→ **Written request**:
Retype all material exactly. Pictures stay out of the copy.

----- Source material

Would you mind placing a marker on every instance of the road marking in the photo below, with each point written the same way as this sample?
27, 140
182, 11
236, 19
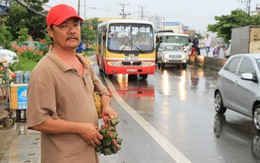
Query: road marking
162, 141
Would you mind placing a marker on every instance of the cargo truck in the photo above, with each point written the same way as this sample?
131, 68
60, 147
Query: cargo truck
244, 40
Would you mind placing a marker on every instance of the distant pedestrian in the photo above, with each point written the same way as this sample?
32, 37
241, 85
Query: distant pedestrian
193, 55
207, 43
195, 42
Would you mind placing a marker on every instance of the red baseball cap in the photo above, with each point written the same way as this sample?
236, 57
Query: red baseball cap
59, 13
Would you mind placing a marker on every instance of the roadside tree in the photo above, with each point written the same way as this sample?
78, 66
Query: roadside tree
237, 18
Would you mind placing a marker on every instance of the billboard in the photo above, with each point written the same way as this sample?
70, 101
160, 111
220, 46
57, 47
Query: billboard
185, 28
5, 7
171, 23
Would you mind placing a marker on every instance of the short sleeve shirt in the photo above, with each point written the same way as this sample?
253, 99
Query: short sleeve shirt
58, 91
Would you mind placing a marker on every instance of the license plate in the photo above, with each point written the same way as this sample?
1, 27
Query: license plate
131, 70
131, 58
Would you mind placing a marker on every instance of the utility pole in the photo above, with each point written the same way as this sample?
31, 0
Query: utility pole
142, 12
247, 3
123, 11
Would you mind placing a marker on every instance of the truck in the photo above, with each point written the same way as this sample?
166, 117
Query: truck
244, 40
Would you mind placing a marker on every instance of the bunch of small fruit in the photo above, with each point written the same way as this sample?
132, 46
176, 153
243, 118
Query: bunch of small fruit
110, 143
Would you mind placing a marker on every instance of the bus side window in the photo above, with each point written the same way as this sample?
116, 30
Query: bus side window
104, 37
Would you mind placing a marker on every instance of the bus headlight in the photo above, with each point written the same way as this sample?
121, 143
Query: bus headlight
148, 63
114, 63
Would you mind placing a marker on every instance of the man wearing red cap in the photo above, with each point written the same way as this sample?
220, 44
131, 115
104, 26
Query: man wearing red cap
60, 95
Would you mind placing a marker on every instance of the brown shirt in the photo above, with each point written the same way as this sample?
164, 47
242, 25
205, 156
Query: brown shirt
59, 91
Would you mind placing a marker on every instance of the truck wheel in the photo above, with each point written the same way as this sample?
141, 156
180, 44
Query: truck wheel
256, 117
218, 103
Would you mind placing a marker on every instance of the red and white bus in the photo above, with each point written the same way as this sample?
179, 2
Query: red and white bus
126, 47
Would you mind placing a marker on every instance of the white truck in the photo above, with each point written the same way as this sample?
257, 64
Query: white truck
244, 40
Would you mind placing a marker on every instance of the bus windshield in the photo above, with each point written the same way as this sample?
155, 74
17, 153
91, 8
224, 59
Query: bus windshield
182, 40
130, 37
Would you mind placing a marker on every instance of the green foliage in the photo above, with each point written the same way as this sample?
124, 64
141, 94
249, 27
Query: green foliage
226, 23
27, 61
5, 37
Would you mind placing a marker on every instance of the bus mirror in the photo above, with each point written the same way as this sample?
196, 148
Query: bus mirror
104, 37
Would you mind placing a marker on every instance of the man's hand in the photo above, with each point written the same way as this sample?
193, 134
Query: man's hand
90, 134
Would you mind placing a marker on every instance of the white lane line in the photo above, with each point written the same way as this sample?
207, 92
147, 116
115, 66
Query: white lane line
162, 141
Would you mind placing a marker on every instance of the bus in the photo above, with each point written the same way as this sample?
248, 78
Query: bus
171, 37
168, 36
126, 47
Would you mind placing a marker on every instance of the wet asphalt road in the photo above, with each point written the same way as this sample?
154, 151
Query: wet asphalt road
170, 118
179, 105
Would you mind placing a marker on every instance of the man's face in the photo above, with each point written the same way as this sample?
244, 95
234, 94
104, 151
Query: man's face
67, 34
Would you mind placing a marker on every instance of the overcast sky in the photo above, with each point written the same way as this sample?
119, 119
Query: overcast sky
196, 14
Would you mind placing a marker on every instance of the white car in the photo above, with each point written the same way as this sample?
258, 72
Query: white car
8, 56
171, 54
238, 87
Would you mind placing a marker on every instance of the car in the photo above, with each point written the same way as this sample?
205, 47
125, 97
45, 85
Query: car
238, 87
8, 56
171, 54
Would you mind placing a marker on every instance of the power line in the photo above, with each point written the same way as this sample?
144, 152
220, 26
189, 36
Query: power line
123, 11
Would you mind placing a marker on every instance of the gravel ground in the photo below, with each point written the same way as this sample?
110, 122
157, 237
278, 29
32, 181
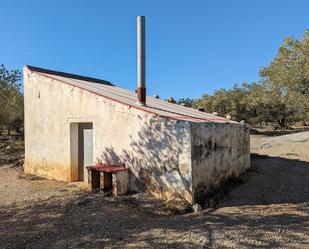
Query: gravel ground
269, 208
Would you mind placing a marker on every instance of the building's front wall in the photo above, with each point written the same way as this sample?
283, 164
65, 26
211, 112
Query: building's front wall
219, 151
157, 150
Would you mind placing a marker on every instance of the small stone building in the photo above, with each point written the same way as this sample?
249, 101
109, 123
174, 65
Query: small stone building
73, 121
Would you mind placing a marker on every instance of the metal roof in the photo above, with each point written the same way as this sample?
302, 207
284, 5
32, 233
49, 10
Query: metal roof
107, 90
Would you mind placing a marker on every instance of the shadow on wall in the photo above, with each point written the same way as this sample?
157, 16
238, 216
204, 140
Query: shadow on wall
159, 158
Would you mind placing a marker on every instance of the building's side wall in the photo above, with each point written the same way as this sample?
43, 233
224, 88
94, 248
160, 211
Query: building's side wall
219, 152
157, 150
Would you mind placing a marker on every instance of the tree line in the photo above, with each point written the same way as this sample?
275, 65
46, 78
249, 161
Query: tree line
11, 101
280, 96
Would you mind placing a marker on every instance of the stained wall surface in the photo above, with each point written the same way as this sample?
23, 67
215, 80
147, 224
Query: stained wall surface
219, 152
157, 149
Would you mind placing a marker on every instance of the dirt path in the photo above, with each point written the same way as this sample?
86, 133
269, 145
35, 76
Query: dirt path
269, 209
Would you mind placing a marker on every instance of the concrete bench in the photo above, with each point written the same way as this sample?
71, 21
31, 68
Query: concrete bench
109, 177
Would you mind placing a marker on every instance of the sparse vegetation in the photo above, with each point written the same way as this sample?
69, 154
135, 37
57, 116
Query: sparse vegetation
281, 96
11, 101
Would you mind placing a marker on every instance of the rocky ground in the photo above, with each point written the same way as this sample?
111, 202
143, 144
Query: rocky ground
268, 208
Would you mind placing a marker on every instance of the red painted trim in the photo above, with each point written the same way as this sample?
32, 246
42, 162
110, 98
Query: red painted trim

----------

→ **Exercise result**:
Would you mind placing a marker on every instance of the road marking in the photo below, with each point written the same way as this sample?
27, 140
182, 11
236, 19
Query: road marking
162, 141
Would you mind placing a marker on every instance of the cargo truck in the photo above, with each point written the same way as this sample?
131, 68
60, 147
Query: cargo truck
244, 40
Would you mind placing a marker on every instance of the distant pedestrian in the photo above, with each point written the same way as this sample?
32, 37
241, 85
Query: distant pedestrian
193, 55
207, 43
195, 42
Would you mind placing a marker on every instance of the red baseball cap in the photo above, with each point written the same way as this sample?
236, 57
Query: red baseball cap
59, 13
Would you mind placing a marker on every instance of the roadside tree in the photo above, with each point written the same way as this sample?
78, 66
Query: roadside tree
237, 18
Would you mind placing a marker on every instance of the billboard in the photo above, with each point written the same way as this sample?
70, 101
160, 111
220, 46
57, 47
Query: billboard
185, 28
5, 7
171, 23
Would you mind placing a marker on every instance of the short sleeve shirt in the photo above, with each point written the same way as this sample?
253, 99
Query: short sleeve shirt
58, 91
Would you mind placing a marker on every instance of the license plate in the photo above, with each point written the same way as this sample?
1, 27
Query: license plate
131, 70
131, 58
Would you mind placing a marker on every instance of the utility pole in the photo above, with each point written the same way as this sample?
31, 0
Query: utility pole
142, 12
247, 3
123, 11
Would you mind placing a marker on every instance of the truck in the photo above, with each point written the same way as this sample?
166, 117
Query: truck
244, 40
Would you mind placing a marker on every instance of the bunch of small fruit in the photo above, with each point written the same way as this sample?
132, 46
176, 153
243, 118
Query: bunch of small fruit
110, 143
Would you mind placing a marker on every instance of the bus side window in the photo above, with each point written the same way as this sample?
116, 30
Query: bus side window
104, 37
Would you mind placing a marker on every instance of the bus headlight in the photo above, with each point written the same way as this sample?
121, 143
Query: bus headlight
148, 63
114, 63
Would you mind placing a marker on every instance of the man wearing red cap in the photo above, with each point written the same way as this sample?
220, 44
131, 115
104, 26
Query: man wearing red cap
60, 95
Would you mind placing a marker on every instance of the brown shirt in the photo above, with each point written the same way as this sample?
164, 47
242, 25
205, 156
Query: brown shirt
59, 91
Would you mind placing a marker on every instance of the truck wheel in the photo above, with each point written the same way as this sample?
141, 156
180, 44
Query: truck wheel
256, 117
218, 103
Would you mind placing a marker on every instance of the red and white bus in the photo above, with each point written the same way as this sample?
179, 2
Query: red and white bus
126, 47
Would you mind placing a marker on every instance of the white truck in the photo above, with each point written the same way as this sample?
257, 64
Query: white truck
244, 40
Would you mind placing a marker on every instance of the bus windshield in the photo above, with each point written the same way as this sample?
155, 74
17, 153
91, 8
224, 59
Query: bus windshield
182, 40
130, 37
Would you mind placing a marker on every instance of the green foliage in the photo above, with each point written the same way as this sample?
124, 64
141, 94
249, 27
Query: green foliage
226, 23
27, 61
5, 37
Would you mind placing a marker on every instance of the bus mirror in the photo above, with each point written the same way as this sample?
196, 148
Query: bus mirror
104, 37
Would you mind placing a marker on every instance of the man's hand in the photo above, with each point written the same way as this sample?
193, 134
Query: man's hand
90, 134
Would you mind placing a marker on every instance of the white lane line in the photo above, with each point written the same way as this sample?
207, 92
147, 116
115, 66
Query: white lane line
162, 141
Would you mind placing a marker on every instance of the bus in the photo above, with each point written the same way as this sample?
248, 78
Query: bus
171, 37
168, 36
126, 47
Would you mind placing a marker on every instance of the wet asphalt road in the photo above, with each point written the same way as this sample?
154, 151
Query: wet asphalt road
170, 118
179, 105
Would you mind placing a marker on every instance of the man's face in the photo above, with each point written the same way as this sample?
244, 95
234, 94
104, 151
Query: man's face
67, 34
Would you mind placing a marker on every instance of the overcast sky in the photo above, with each point written the same way as this sample?
119, 119
Query: overcast sky
196, 14
Would you mind placing a marker on every instance of the white car in the photo above, with each point written the same way as this sample?
258, 72
Query: white car
8, 56
171, 54
238, 87
Would you mind placing a marker on every instance of the car in the photo above, with each point written the same way as this sample?
205, 47
125, 97
45, 85
Query: car
238, 87
8, 56
171, 54
Would you mind placing a marker on every instance of the power line in the photo above, with each point written the same way as this sample?
144, 152
220, 26
189, 36
Query: power line
123, 11
Would you mind placing a marker on every instance of the gravel ground in the photo below, with each point written the same way as this sample?
110, 122
157, 237
278, 29
32, 181
Query: gravel ground
269, 208
Would you mind placing a marker on every instance of the building's front wall in the photo above, with each point written the same way as this sample?
283, 164
65, 26
211, 112
Query: building's front wall
219, 151
157, 150
Would you mind placing a marker on every instance of the small stone building in the photo above, with each point written the same way as this sample?
249, 101
109, 123
174, 65
Query: small stone building
73, 121
Would you mind placing a marker on every instance of the metal roof in the photo above, with each point written the same way as this sample?
302, 207
284, 5
32, 233
49, 10
Query: metal roof
107, 90
Would you mind placing a marker on every instance of the shadow on wall in the photo above, with each point written the same way as this sample?
157, 16
238, 216
204, 140
Query: shadow on wall
159, 158
Would you mind placing a marker on every instance of the building's side wall in the photo above, with each point written the same way as this sample?
43, 233
224, 88
94, 248
160, 211
Query: building's side wall
219, 152
157, 150
Would you mind placing a marker on every instance of the tree line in the photo above, with each point written the same way as this sample?
275, 65
46, 78
249, 161
Query: tree line
11, 101
280, 96
Would you mind placing a marker on every instance of the stained wall surface in the photo above, with each point written the same way as this sample?
23, 67
215, 80
147, 224
Query: stained wall surface
219, 152
157, 149
Would you mind placing a marker on every instance of the dirt path in the photo above, with each point written the same way as this sample?
86, 133
269, 145
35, 76
Query: dirt path
269, 209
Would you mind placing a marker on every instance of the concrete bench in the photo above, with each point written the same way as this sample?
71, 21
31, 68
Query: concrete bench
109, 177
Would you mind placing a marker on every instance of the sparse vegetation in the photo above, with each point written the same way as this sample?
69, 154
135, 37
57, 116
Query: sparse vegetation
281, 96
11, 101
Would you mind placing a marker on every instance of the rocky ground in the photo above, with each point written the same way as this sample?
111, 202
143, 144
Query: rocky ground
268, 208
Would you mind placing a marker on every instance of the red painted trim in the photo above, with each point written the same way as this sample?
32, 246
42, 162
110, 98
Query: red painted trim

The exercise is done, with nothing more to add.